- _What is asked_: Transcribe the part of the forum thread on keeping a betta with other fish between "Before adding the" and "with your tank!", inclusive.

- _Text shown_:
I have a Betta in 20 long with 7 Von Rio Tetras , 6 Harlequin Rasboras , 4 Cories and a German Blue Ram - > This is one extremely peaceful community tank... It's a pleasure to sit back and watch the happenings 

Before adding the Rasboras, I tried adding Red Rummynose Tetras. That did not go so well - they were stressing out the betta. 

Good luck with your tank!


----------



## BrittHenderson94 (Jan 4, 2015)

I am aware from other fish I have had in the past that fish in general can just be quite unpredictable. I had a school of Zebra Danio for the longest time. They were peaceful then all of a sudden, one decided it was going to go on this killing spree. And I still have this one in a separate tank because I don't want to just kill it. It's taken quite nicely to living by itself since anything else I put in with it winds up dead. 

Anyway, I am going back to it generally being hit and miss with having anything in with a Betta. I will be getting fish tomorrow and even though I am still quite undecided on what I will be getting, I am glad for all this feedback. The pet stores close to me are so useless for information. 

I may hold off on a Betta and just get other fish, or I may just get a Betta by itself. I just love them so much and miss having one, but with the bigger tank I feel like I need to put more in it, if that makes sense. 

I will be sure to let you all know what I end up doing tomorrow


----------



## ellekay (Nov 11, 2014)

I thought about doing a community with a betta, and ended up buying two betta (a baby and an adult). Each are in their own tanks right now, and platy inhabit the 10g at the moment (until this week when the filter for the 29g comes in). Once I move the platy to the 29g to start the community, I'm splitting the 10g and putting the betta in there. I plan on using a divider that tetra and other small fish can still use.

- _Entries from a data source_:
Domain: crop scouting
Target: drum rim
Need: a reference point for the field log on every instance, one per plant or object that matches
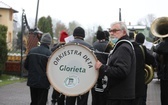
(62, 46)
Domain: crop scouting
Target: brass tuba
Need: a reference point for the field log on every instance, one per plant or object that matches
(159, 27)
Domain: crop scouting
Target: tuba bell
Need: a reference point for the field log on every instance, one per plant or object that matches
(159, 27)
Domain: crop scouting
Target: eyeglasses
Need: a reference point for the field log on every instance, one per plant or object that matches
(114, 30)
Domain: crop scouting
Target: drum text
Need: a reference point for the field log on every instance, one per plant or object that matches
(72, 69)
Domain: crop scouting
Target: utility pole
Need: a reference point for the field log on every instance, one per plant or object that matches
(120, 14)
(21, 41)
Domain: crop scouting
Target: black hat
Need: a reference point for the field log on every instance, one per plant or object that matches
(140, 38)
(46, 38)
(100, 35)
(79, 31)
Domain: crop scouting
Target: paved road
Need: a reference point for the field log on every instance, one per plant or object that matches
(18, 94)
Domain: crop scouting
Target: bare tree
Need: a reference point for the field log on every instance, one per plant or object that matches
(147, 20)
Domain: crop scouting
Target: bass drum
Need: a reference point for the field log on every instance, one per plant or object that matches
(71, 69)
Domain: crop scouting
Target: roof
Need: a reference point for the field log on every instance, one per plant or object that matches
(5, 6)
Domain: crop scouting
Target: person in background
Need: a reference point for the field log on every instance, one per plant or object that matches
(142, 58)
(79, 35)
(107, 35)
(56, 96)
(110, 44)
(36, 63)
(120, 68)
(162, 52)
(103, 47)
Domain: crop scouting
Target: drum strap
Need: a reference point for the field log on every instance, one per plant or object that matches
(115, 47)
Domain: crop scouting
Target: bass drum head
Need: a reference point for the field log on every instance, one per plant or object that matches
(71, 69)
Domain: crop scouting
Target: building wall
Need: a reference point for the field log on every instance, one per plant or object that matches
(7, 20)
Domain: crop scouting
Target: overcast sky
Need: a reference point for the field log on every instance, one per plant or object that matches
(90, 13)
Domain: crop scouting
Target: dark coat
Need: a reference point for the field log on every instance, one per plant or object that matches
(35, 63)
(121, 69)
(102, 46)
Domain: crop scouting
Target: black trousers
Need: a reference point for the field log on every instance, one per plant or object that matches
(81, 100)
(120, 102)
(98, 98)
(39, 96)
(57, 97)
(164, 92)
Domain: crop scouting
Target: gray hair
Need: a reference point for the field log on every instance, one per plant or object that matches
(122, 26)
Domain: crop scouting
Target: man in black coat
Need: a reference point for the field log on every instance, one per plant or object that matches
(35, 64)
(79, 35)
(142, 57)
(120, 68)
(103, 47)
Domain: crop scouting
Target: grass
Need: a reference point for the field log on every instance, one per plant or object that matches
(9, 79)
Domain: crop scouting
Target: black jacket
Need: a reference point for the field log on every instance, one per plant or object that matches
(121, 71)
(35, 63)
(162, 50)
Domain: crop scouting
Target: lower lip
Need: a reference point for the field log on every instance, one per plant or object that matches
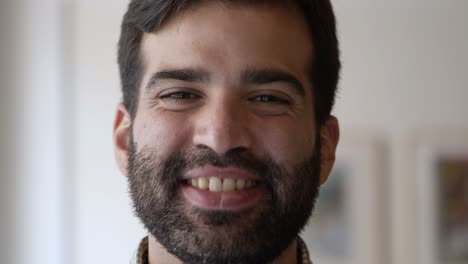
(232, 200)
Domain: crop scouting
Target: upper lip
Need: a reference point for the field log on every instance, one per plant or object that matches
(229, 172)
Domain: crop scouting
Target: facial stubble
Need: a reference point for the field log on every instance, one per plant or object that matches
(257, 235)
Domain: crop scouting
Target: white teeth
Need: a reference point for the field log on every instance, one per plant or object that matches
(229, 185)
(240, 184)
(194, 182)
(215, 184)
(203, 183)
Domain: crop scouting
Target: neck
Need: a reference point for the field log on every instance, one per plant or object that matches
(157, 254)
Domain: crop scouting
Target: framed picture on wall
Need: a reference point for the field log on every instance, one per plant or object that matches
(349, 224)
(442, 200)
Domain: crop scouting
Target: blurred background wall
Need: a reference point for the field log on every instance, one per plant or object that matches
(64, 201)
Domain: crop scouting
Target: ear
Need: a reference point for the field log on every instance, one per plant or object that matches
(122, 126)
(329, 135)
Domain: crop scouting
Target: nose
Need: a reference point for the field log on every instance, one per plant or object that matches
(222, 126)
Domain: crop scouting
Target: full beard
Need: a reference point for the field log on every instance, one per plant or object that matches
(258, 234)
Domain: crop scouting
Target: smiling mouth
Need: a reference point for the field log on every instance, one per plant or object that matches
(218, 184)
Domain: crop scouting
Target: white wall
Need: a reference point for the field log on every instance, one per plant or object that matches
(105, 229)
(32, 179)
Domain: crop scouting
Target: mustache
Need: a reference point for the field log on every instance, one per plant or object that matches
(181, 162)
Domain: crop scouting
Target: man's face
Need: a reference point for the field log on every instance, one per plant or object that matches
(223, 156)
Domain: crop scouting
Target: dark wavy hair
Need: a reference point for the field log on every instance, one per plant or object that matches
(146, 16)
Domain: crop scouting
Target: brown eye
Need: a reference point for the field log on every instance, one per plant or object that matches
(180, 96)
(269, 99)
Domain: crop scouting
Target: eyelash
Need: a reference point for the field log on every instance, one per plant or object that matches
(267, 98)
(180, 95)
(262, 98)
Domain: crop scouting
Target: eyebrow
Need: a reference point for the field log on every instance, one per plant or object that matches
(266, 76)
(248, 76)
(185, 75)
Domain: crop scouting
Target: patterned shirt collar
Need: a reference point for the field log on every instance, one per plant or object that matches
(141, 255)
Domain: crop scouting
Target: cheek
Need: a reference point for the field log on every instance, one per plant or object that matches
(288, 144)
(163, 133)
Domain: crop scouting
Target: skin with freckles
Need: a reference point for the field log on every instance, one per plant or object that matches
(226, 88)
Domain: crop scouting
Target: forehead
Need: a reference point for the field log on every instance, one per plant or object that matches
(226, 39)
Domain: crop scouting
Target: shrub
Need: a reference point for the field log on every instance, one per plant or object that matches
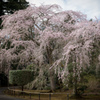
(20, 77)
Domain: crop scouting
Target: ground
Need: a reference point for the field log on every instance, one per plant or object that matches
(5, 97)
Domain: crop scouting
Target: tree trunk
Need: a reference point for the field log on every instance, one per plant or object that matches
(75, 92)
(51, 72)
(98, 71)
(22, 87)
(52, 80)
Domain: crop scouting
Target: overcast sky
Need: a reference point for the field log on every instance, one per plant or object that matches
(89, 7)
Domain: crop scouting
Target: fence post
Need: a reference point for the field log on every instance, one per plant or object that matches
(39, 96)
(50, 96)
(67, 96)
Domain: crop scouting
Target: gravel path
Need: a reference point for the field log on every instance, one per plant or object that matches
(5, 97)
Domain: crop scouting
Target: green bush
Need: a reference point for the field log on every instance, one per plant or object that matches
(20, 77)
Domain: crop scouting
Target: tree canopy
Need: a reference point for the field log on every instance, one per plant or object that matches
(46, 35)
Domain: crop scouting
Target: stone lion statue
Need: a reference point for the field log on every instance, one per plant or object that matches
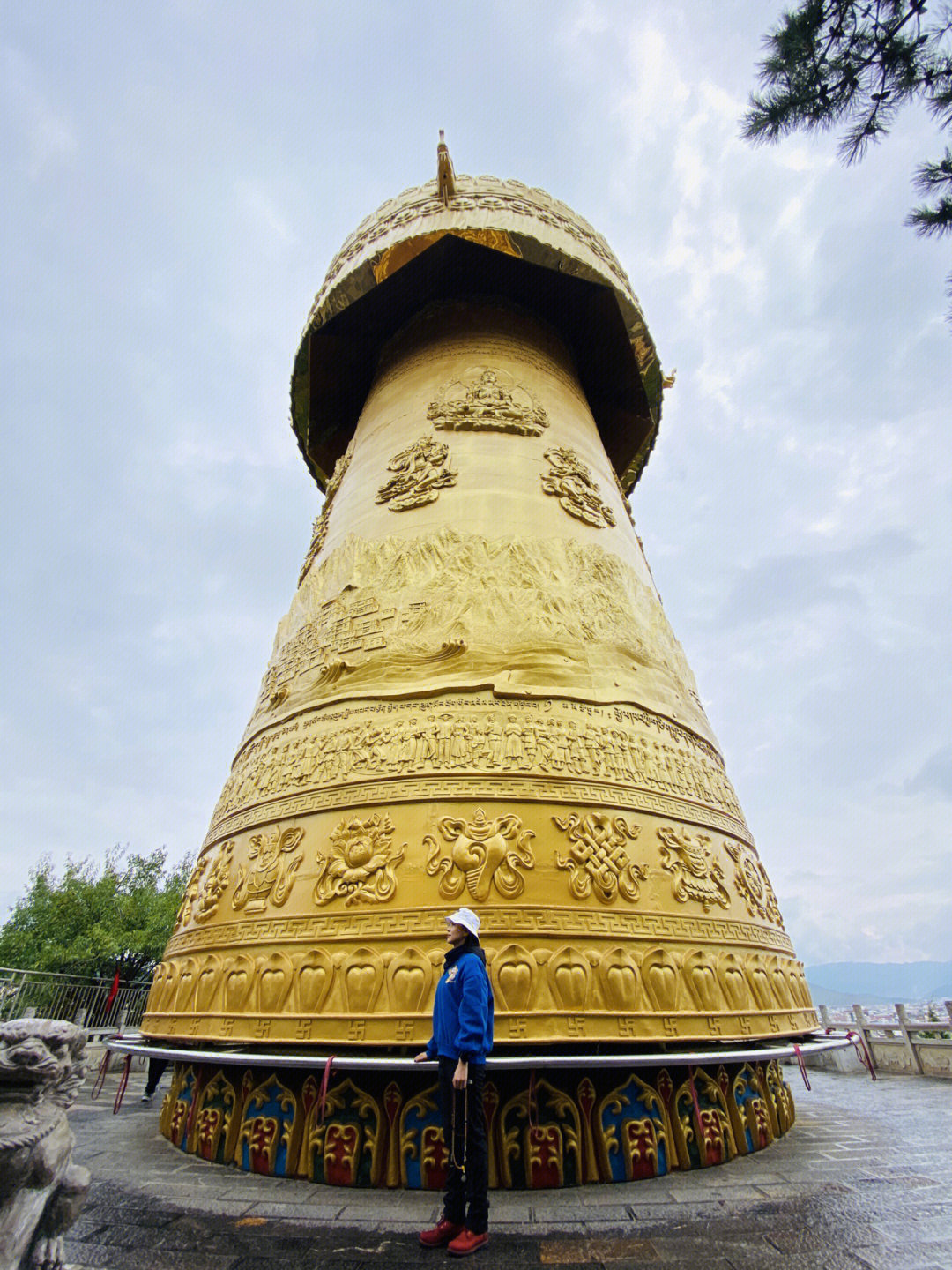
(41, 1191)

- _Response for this exercise_:
Before adding the Rasboras, I tried adding Red Rummynose Tetras. That did not go so well - they were stressing out the betta. 

Good luck with your tank!